Text excerpt |
She Was at Her Grandma's House at 9:50pm, Refreshing Her Email Every Thirty Minutes. Then She Started Jumping Up and Down.
One of 42 public high school students selected for the 2026 Hawaiʻi Sister-State Study Tours.
Student Snapshot
Name: Julie Matsumoto
Preferred Name: Julie
School: Mililani High School
Grade: 12th (Senior)
Home Community: Mililani, Oʻahu
Delegation: Ilocos Norte/Ilocos Sur
Travel Dates: March 14–25/26, 2026
Focus Interests / Extracurriculars: ASMHS Recording Secretary (12th); Mililani High PAAC Club Founder and President (10th–12th); Math Club Secretary (11th–12th); Senate Representative (9th–11th); Student Alliance for Mental Health & Wellness Treasurer (11th); She's In Office Outreach Director (nonprofit — uplifts women to run for office); Project Anchor Hawaiʻi Representative (national mental health nonprofit); Mililani Mauka Veterinary Clinic weekly volunteer (200+ service hours — observes surgeries, x-rays, administers vaccines); Mililani High School Marching Band (nationally recognized, 10th–12th); National Honor Society; Japanese National Honor Society; Academic WorldQuest competitor; Washington Workshops D.C. trip (5th grade); PAAC 2024 Freeman Summer Study Tour to Japan (June 10–22, 2024)
Career Aspirations: Medicine, psychology, or global/foreign affairs — she names all three and explicitly mentions considering a PAAC internship; her essay commits to careers in service of community and international relationships
Why They Were Selected
Julie founded the PAAC Club at Mililani High School, went to Japan on the Summer Study Tour, and came back changed enough that her family noticed. Her father said, without being asked, "We always knew you were going to travel with them again, we just didn't know where or when. PAAC is like your second family." She has been refreshing her email every thirty minutes waiting for this result. She is a senior who leads the entire Mililani student body as ASMHS Recording Secretary, directs outreach for a women-in-government nonprofit, represents Hawaiʻi for a national mental health organization, and logs 200+ hours a year at a veterinary clinic. PAAC didn't discover Julie — Julie built a whole club around it.
What They're Excited About
Jumping up and down at her grandma's house at 9:50pm when the email came; knowing from Japan how the group transforms from quiet strangers to lifelong friends; learning the Philippines' history and architecture; her father's words; the possibility of applying to be a PAAC intern; knowing she'll be changed again
She Was at Her Grandma's House at 9:50pm, Refreshing Her Email Every Thirty Minutes. Then She Started Jumping Up and Down.
Julie Matsumoto knew the results were coming sometime this week — she'd just spoken with PAAC staff — so she had been refreshing her email every half hour all day. At 9:50pm, at her grandmother's house in Mililani, the acceptance email arrived. She started jumping up and down. She already knew, from the Japan trip, exactly what she'd just said yes to. This is the Mililani High senior who founded her school's PAAC Club, led it for three years, went to Japan, came back changed, and has been waiting ever since to do it again. This March, she's going to the Philippines.

Dataset entries
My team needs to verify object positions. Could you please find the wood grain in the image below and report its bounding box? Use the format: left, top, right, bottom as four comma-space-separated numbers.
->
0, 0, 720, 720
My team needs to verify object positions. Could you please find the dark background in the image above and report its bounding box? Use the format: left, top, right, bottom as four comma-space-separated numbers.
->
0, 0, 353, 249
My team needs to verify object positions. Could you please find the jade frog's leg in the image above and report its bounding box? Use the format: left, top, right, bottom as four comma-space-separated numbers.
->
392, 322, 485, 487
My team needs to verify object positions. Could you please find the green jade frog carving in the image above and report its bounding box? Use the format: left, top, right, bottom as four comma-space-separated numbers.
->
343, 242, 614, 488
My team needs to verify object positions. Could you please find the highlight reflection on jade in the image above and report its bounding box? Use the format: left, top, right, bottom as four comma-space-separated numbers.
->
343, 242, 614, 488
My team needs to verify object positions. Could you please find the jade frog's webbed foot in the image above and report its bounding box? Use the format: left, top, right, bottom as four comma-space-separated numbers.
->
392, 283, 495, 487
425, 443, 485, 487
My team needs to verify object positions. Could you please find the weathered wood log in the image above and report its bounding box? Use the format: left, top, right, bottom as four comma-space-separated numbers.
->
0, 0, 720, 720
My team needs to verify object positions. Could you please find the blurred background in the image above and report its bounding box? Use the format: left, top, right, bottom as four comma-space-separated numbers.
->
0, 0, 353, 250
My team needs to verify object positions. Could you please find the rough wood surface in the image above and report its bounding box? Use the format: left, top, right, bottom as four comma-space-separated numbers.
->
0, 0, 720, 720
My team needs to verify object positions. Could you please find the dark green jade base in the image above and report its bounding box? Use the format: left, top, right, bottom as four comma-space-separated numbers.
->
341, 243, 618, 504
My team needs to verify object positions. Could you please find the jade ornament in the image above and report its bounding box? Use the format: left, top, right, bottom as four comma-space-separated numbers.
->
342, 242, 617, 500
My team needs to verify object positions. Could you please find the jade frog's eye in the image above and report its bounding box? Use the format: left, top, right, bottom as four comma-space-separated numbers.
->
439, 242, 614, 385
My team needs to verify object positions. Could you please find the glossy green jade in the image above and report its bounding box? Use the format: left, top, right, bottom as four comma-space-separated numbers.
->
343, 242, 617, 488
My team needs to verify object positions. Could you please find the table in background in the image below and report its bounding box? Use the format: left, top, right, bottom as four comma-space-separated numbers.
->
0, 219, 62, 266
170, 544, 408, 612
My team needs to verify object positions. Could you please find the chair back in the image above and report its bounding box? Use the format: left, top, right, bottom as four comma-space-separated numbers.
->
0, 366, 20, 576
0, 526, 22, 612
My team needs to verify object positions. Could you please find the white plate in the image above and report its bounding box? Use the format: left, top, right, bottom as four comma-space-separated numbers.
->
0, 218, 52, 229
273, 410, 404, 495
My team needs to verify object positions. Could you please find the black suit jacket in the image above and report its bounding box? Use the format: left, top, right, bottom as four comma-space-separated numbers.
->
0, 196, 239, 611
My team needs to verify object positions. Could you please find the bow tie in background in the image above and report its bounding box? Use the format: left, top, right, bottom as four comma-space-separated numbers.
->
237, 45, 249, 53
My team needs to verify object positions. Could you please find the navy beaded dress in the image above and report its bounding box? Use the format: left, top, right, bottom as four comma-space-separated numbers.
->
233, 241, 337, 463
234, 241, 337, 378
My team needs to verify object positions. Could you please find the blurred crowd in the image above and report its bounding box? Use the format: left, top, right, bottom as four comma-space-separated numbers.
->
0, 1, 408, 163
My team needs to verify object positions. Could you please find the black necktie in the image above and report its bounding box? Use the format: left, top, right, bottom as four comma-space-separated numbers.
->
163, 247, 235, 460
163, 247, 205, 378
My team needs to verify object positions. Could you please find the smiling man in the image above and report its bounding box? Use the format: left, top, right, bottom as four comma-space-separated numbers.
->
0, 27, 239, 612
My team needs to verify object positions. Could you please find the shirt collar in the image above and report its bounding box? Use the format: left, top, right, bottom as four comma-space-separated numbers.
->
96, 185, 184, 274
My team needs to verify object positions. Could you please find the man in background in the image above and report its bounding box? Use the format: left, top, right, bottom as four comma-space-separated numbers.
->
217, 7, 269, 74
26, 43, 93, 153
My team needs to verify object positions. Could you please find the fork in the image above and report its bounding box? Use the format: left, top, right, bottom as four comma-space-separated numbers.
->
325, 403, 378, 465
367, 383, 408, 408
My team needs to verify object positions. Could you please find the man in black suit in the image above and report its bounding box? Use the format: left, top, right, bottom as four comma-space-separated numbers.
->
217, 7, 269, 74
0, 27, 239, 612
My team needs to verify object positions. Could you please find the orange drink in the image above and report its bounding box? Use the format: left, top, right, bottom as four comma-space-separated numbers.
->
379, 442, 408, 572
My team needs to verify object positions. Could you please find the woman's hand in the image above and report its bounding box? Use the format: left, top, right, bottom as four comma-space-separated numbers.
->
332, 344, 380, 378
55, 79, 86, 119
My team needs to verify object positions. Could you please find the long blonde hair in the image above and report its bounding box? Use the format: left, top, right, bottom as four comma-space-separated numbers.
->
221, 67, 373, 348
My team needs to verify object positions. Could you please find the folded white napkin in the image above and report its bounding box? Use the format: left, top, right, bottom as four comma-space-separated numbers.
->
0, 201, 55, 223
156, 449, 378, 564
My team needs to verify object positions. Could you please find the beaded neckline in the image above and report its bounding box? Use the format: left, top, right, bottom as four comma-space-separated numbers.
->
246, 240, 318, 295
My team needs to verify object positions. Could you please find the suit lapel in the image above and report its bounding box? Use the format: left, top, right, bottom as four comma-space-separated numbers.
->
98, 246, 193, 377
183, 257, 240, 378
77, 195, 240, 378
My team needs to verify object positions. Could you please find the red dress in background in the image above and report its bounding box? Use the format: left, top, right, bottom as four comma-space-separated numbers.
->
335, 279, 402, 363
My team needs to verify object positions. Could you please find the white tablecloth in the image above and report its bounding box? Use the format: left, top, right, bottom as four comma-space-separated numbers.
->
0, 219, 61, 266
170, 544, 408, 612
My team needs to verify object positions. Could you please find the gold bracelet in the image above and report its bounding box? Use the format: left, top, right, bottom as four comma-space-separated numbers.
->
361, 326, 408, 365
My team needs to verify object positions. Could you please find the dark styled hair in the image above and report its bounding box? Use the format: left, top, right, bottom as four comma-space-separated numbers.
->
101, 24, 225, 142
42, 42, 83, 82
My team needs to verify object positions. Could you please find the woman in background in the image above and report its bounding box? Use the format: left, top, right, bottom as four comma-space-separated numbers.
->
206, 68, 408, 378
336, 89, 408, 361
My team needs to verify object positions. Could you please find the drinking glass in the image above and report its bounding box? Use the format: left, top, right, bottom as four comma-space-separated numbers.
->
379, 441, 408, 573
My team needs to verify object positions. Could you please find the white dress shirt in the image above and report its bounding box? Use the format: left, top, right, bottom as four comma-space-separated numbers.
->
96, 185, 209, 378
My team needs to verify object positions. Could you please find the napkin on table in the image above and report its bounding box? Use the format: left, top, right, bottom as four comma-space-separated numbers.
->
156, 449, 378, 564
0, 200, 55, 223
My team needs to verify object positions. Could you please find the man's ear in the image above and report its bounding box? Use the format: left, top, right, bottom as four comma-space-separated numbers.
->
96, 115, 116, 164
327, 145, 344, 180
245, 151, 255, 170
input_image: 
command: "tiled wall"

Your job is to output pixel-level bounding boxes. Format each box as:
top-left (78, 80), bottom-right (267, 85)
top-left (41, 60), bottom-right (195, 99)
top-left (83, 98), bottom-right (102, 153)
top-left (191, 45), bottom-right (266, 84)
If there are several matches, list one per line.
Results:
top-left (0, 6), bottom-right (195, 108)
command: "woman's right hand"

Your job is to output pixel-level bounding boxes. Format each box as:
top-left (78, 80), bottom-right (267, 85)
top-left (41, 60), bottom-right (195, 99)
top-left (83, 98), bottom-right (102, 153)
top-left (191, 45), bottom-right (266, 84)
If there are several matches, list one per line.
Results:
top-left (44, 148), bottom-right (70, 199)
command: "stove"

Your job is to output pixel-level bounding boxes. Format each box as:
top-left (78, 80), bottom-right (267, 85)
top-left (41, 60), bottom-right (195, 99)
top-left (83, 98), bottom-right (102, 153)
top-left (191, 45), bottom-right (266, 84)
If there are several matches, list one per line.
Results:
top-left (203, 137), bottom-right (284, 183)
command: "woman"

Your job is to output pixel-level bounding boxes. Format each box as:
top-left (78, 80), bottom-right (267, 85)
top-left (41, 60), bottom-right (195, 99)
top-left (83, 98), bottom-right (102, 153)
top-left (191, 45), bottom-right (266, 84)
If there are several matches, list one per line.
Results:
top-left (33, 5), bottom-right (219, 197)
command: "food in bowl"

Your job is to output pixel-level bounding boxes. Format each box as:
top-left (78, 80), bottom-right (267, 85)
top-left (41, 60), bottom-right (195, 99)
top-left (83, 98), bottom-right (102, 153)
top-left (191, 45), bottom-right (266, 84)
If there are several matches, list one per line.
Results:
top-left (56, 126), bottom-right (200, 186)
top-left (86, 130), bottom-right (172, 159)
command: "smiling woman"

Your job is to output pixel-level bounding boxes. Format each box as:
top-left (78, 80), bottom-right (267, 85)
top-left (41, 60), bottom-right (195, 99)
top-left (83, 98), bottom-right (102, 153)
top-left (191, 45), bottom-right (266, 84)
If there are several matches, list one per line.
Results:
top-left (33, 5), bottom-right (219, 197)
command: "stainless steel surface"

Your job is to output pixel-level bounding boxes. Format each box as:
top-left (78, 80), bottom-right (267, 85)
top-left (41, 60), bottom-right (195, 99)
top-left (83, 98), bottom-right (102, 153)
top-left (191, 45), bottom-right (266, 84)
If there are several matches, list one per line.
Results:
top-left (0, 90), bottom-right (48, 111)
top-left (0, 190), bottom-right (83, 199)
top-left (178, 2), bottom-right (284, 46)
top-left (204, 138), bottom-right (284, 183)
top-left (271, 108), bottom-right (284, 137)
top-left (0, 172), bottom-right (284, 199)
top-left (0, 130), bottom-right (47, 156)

Task | Decide whether each statement, (a) to (c), agrees with the student profile, answering yes or no and quoting the words of the profile that settle it. (a) Julie founded the PAAC Club at her school. (b) The acceptance email reached her at her own home. (c) She has logged more than 200 service hours at a veterinary clinic.

Output for this exercise |
(a) Yes: "Julie founded the PAAC Club at Mililani High School"
(b) No: "At 9:50pm, at her grandmother's house in Mililani, the acceptance email arrived."
(c) Yes: "Mililani Mauka Veterinary Clinic weekly volunteer (200+ service hours"